Category: Childlife Info

Posted on 16.06.2021

The ataxias are a set of life-limiting neurological conditions that disrupts the messages sent from our brains to our muscles. Not just the muscles we use to move, but those we use to speak, listen and see. Over time, people with ataxia are slowly imprisoned in their own bodies, losing the tools they once had to communicate with loved ones. Over 200 different genetic ataxias have been discovered in the past 30 years, each of which requires a different treatment. Currently, no treatments or cures for most of the ataxias have been found. Ataxia UK is the leading national charity which supports those affected ataxia and funds research into finding treatments and cures.

The most common and aggressive form of the condition is Friedreich’s ataxia (FA), which predominantly shows its symptoms during childhood or early puberty. The earlier FA begins to show, the likelihood is the faster it progresses. It hampers a child/young person’s balance, mobility and movement, before causing speech, hearing and vision to deteriorate and, eventually, weakens the heart. As a result, children diagnosed with FA usually have a shorter life expectancy than their peers and will spend much of their life in a wheelchair.

As with the other ataxias, there is no cure for FA.

A major part of our work is to support and advise parents of children who have FA, whilst funding research into treatments and a cure. The support we receive from Childlife is essential in achieving this: it enables us to run local support groups, conferences, various online forums and information sessions to reduce families’ isolation and help them understand the condition.

Jade, who has episodic ataxia, with her Mum, Ceri

As for most of us, 2020-21 has been a turbulent year for Ataxia UK and we have had to adapt to difficult and unprecedented circumstances. The pandemic has impacted our work across the board but we have adapted and continued to support the ataxia community. One significant different was to our Annual Conference which for the first time ever was held virtually. We had 120 “screens” attending the conference, and provided Doctors Q&A’s and specific research updates for FA and other ataxias. This virtual service provision also extended into providing information to the community and throughout the year we ran Covid-19 focused webinars and updates providing specific advice and support to those affected by ataxia. Unfortunately, the “formal” opening of the first Ataxia Specialist Centre for children at the Sheffield Children’s Hospital NHS Foundation Trust was postponed due to Covid-19 but the centre remained open to Provide specialist expertise in the diagnosis and management of the ataxias in children. We are continuing to make progress with opening a second Ataxia Specialist Centre for children in London.

Whilst the pandemic affected and slowed scientific research across the world, we were able to award grants to two projects focused on FA this year;

  • Etravirine as a potential therapeutic for Friedreich’s ataxia – if successful further research can be carried out and explored as potential treatments for FA
  • Development of a selective high throughput screening assay for the discovery of compounds replacing frataxin in FA (the missing protein in FA patients) – They aim to develop drugs that would replace the frataxin protein or enhance the activity of residual frataxin in the cells of FA patients. In future work, any compounds that are identified will be further tested and modified to improve their efficiency. These researchers hope that eventually these compounds could be tested as treatments for FA.

Scientific research into treatment and cures and the support made available to those affected by ataxia whilst we wait for a cure, is sustained by Childlife supporters. On behalf of everyone affected by ataxia and us at all at Ataxia UK, Thank you.

Dan is Head of Fundraising and Communications at the Childlife member charity, Ataxia UK.

· · · · · · ·

▸ WHAT THIS EXERCISE ASKS
a. Quote the Ataxia UK post word for word, starting at "Scientific research into" and ending at "charity, Ataxia UK.".
b. Answer these questions using the Ataxia UK post:
(i) How many different genetic ataxias have been discovered in the past 30 years?
(ii) How many "screens" attended the virtual Annual Conference?
(iii) At which hospital is the first Ataxia Specialist Centre for children?

Records from a dataset
· · · · · · ·

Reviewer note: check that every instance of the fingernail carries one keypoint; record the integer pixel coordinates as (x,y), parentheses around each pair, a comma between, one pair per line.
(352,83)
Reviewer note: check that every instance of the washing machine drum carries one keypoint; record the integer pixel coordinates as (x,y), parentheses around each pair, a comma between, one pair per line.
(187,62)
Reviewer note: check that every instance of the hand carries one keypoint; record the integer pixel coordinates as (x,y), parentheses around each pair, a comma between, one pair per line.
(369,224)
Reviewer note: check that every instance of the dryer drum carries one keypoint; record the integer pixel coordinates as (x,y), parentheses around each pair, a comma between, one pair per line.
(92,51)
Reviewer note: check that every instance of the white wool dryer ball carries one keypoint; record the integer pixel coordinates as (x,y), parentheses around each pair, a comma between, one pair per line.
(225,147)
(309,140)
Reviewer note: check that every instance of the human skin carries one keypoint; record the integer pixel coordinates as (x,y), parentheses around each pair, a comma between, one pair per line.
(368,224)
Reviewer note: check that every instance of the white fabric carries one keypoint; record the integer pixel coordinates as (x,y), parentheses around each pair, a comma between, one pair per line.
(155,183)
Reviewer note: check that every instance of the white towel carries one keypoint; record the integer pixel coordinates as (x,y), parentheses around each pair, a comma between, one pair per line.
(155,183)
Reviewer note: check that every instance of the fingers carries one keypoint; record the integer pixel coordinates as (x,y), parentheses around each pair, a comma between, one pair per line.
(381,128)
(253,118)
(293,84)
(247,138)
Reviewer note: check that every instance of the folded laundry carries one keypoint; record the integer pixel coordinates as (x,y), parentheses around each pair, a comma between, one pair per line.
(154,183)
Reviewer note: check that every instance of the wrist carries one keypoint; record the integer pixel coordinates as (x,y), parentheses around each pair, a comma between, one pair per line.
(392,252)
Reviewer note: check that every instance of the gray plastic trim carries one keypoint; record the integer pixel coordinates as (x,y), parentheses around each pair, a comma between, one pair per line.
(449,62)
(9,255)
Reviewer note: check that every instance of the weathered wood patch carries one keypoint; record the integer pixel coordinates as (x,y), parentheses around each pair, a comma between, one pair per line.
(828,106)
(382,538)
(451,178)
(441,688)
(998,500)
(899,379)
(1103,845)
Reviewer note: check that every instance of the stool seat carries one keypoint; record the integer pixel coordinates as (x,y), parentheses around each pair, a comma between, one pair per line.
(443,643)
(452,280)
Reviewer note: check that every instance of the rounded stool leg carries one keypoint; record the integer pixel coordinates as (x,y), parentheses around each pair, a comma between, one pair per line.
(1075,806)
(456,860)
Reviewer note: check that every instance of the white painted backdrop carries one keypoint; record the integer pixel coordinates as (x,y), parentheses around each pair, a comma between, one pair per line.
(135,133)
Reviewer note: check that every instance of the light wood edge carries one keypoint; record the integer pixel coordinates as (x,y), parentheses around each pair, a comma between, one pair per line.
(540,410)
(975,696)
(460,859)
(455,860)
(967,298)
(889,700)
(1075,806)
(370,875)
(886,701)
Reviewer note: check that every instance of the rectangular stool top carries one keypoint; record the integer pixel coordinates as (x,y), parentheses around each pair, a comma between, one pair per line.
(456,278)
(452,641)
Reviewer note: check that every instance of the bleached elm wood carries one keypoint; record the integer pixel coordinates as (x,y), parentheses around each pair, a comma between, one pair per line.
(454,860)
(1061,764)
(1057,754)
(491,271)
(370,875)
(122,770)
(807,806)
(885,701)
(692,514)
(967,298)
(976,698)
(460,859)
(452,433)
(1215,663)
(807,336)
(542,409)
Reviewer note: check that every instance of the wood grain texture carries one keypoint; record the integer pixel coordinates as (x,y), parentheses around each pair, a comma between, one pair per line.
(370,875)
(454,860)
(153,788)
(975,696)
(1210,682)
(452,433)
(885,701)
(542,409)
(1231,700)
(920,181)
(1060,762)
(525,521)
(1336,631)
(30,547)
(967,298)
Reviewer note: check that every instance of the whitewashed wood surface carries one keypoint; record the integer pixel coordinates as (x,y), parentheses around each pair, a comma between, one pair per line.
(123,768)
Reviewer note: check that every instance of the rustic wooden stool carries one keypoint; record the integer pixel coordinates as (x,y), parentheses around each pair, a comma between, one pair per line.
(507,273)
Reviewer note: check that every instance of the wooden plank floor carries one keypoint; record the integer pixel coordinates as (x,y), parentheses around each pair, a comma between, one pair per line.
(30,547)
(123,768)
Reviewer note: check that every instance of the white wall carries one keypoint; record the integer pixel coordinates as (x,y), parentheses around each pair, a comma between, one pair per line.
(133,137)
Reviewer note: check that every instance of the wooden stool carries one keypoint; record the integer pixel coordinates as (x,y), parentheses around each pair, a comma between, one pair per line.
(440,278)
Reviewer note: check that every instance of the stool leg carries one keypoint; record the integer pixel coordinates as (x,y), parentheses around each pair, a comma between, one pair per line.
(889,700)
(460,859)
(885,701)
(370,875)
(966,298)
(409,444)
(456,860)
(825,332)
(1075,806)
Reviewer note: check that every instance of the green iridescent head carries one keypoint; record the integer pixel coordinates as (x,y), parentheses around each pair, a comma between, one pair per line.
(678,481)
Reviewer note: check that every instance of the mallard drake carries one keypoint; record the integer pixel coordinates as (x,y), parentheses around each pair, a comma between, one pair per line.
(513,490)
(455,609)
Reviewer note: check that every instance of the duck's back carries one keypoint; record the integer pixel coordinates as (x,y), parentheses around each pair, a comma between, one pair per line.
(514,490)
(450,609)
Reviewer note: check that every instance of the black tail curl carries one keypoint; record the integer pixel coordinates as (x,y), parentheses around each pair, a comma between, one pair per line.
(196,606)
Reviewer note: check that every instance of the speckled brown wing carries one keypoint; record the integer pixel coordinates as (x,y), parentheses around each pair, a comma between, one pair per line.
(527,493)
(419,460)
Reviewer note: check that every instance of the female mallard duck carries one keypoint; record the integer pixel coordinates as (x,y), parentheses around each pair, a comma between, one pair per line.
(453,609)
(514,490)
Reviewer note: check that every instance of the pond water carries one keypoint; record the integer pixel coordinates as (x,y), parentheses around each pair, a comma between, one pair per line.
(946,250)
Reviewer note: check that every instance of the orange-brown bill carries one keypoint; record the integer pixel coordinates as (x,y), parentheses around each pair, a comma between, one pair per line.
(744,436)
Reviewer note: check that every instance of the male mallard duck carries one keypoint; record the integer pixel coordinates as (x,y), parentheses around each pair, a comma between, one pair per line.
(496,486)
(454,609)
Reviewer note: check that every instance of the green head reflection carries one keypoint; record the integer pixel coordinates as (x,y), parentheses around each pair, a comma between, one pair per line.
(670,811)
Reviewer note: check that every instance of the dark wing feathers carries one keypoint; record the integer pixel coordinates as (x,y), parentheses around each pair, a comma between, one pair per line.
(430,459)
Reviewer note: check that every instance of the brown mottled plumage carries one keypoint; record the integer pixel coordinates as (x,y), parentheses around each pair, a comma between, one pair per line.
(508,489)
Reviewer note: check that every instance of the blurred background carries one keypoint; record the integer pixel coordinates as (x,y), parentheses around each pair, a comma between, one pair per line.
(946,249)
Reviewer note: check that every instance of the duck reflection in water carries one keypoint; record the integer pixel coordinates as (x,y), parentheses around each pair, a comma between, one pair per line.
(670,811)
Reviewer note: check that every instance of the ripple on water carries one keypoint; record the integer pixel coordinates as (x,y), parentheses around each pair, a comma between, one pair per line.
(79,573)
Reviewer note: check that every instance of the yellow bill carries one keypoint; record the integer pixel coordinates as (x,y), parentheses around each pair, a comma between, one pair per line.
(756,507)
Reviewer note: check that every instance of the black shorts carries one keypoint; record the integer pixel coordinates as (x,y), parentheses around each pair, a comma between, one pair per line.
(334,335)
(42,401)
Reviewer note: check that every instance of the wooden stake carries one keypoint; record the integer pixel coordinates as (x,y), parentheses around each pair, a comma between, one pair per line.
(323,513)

· · · · · · ·

▸ SOLUTIONS TO THE PROBLEMS
a.
Scientific research into treatment and cures and the support made available to those affected by ataxia whilst we wait for a cure, is sustained by Childlife supporters. On behalf of everyone affected by ataxia and us at all at Ataxia UK, Thank you.

Dan is Head of Fundraising and Communications at the Childlife member charity, Ataxia UK.

b.
(i) Over 200.
(ii) 120.
(iii) Sheffield Children's Hospital NHS Foundation Trust.